Emitted on embeddings operation spans when the corresponding value is available.

Attribute	Type	Description
`gen_ai.embeddings.dimension.count`	int	Dimension count of the returned embedding vectors
`gen_ai.request.encoding_formats`	string (JSON array)	Requested encoding format(s), e.g. `["float"]`

Server performance attributes

Per-request performance attributes recorded on completed operation spans. These use the gen_ai.server.* namespace.

Attribute	Type	Description
`gen_ai.server.time_to_first_token`	float (seconds)	Time to first token. For streaming requests, the time from stream start to the first content delta; for non-streaming responses, equal to the total request duration since the body returns in one shot.
`gen_ai.server.request.duration`	float (seconds)	Total wall-clock duration of the request
`gen_ai.server.output_tokens_per_second`	float	Output token throughput. Recorded when the response reports output tokens and the duration is non-zero.

gen_ai.server.time_to_first_token and gen_ai.server.request.duration are recorded on every completed operation span, streaming or not. The baseline lifecycle path also stamps gen_ai.server.time_to_first_token on cache hits, embeddings, audio, and image spans. These are per-span attributes. A few have a matching aggregate metric under a different name — for instance, the span attribute gen_ai.server.output_tokens_per_second is published as the metric gen_ai.client.output_tokens_per_second.

The span-level TTFT attribute is a custom extension. The OTel spec defines TTFT as a metric only. to11 also records it as a span attribute so you can identify individual slow requests directly on the trace, without reading aggregate metrics.

Output type

Indicates the modality of the response produced by the operation. The value is determined by the endpoint and, for chat endpoints, by the requested response format.

Attribute	Type	Values
`gen_ai.output.type`	string	`"text"`, `"json"`, `"embeddings"`, `"image"`, `"speech"`

The mapping from endpoint to output type is:

Endpoint group	Output type
Chat completions, messages, responses	`text`, or `json` when a structured response format is requested
Embeddings	`embeddings`
Image generations	`image`
Audio speech	`speech`
Audio transcription	`text`

For chat endpoints, the value is json when the request specifies a JSON object or JSON schema response format, and text otherwise. Audio transcription produces text, since the response is transcribed text rather than audio.

Stored data entries:
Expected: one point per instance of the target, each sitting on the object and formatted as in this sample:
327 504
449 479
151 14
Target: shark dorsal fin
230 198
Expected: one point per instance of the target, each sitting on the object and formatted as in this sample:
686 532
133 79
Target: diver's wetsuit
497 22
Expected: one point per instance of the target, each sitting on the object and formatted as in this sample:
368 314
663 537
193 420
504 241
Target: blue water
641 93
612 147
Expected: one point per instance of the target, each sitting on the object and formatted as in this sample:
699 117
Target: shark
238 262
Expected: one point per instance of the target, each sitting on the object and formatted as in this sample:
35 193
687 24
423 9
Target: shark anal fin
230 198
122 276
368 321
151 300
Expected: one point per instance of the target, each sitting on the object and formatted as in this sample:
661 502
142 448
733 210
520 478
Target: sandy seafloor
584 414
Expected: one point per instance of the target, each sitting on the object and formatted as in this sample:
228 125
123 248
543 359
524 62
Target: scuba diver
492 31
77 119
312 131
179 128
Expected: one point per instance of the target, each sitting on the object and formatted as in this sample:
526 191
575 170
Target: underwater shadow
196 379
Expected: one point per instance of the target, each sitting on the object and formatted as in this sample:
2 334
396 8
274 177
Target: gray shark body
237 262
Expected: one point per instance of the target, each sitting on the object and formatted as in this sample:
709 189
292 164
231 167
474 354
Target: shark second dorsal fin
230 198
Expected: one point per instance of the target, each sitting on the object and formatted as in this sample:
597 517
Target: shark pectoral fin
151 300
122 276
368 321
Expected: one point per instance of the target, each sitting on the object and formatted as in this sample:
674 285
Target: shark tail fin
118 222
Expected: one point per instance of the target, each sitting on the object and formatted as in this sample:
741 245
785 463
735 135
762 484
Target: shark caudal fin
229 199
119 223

Actions to take
1. According to the span attributes documentation, why does to11 record time to first token as a span attribute when the OTel spec defines it only as a metric? Answer in one to three sentences.
2. Can you pick up the span attributes documentation after its last sentence and carry it forward?
The records have nothing to do with the span attributes documentation.

Answers below
1. It records the value on the span so that individual slow requests can be spotted directly on the trace, without reading aggregate metrics.

2.
Server address

Identifies the upstream provider endpoint the gateway connected to. These follow the OTel server.* namespace conventions.

Attribute	Type	Description
`server.address`	string	Upstream hostname (e.g. `api.openai.com`)
`server.port`	int	Upstream port (e.g. `443`)

Error attributes

Present when the upstream call fails or times out. A span with error attributes always has its OTel status set accordingly.

Attribute	Type	Description
`error.type`	string	Error category. The transport-level classifier emits `"timeout"`, `"connection_error"`, or `"upstream_error"`; other paths emit a more specific category (see below).

The span StatusCode is set to ERROR and StatusMessage contains the error detail string. On successful requests, StatusCode remains UNSET and no error.type attribute is recorded. Transport-level error type values:

Value	Meaning
`timeout`	The upstream provider did not respond within the configured timeout
`connection_error`	TCP connection to the upstream provider failed or was reset
`upstream_error`	The upstream provider returned an HTTP error status, or another non-transport failure occurred

Other paths record their own error.type categories, including rate_limit (gateway rate limit), guardrail_violation (a guardrail blocked the request), and the retrieval-error value declared via x-to11-context-retrieval-error on a retrieval span. Domain-level routing failures (for example unknown_model, no_matching_route, all_targets_failed) carry their own category strings. Provider-returned error bodies are not captured as span attributes. The StatusMessage contains a summary suitable for filtering and alerting.

Session and user metadata

Populated from request headers or body fields. All attributes in this group are optional and appear only when the corresponding header or field is present. These attributes enable grouping spans by user, session, or conversation for analytics and debugging.

Attribute	Type	Source
`gen_ai.user.id`	string	`x-to11-user-id` header or `user` field in the request body
`gen_ai.session.id`	string	`x-to11-session-id` header
`gen_ai.conversation.id`	string	`x-to11-conversation-id` header (preferred), or `x-conversation-id` (back-compat). The namespaced form wins on conflict.
`deployment.environment.name`	string	`x-to11-env` header (resolved through the project’s environment registry)

When both the x-to11-user-id header and the user body field are present, the header takes precedence. The gen_ai.user.id attribute lets you group and filter spans by user or session when you explore your traces.

Tool call child spans

When a model response includes tool calls, the gateway emits child spans nested under the GenAI operation span. Each tool call produces one child span. The parent-child relationship is visible in any trace viewer that supports nested spans. Span name: tool_call.{function_name} (e.g. tool_call.get_weather)

Attribute	Type	Description
`gen_ai.tool.name`	string	Function name
`gen_ai.tool.type`	string	Always `"function"`
`gen_ai.tool.call.id`	string	Provider-assigned call identifier
`gen_ai.tool.call.arguments`	string (JSON)	Function arguments (only with `capture_content` enabled)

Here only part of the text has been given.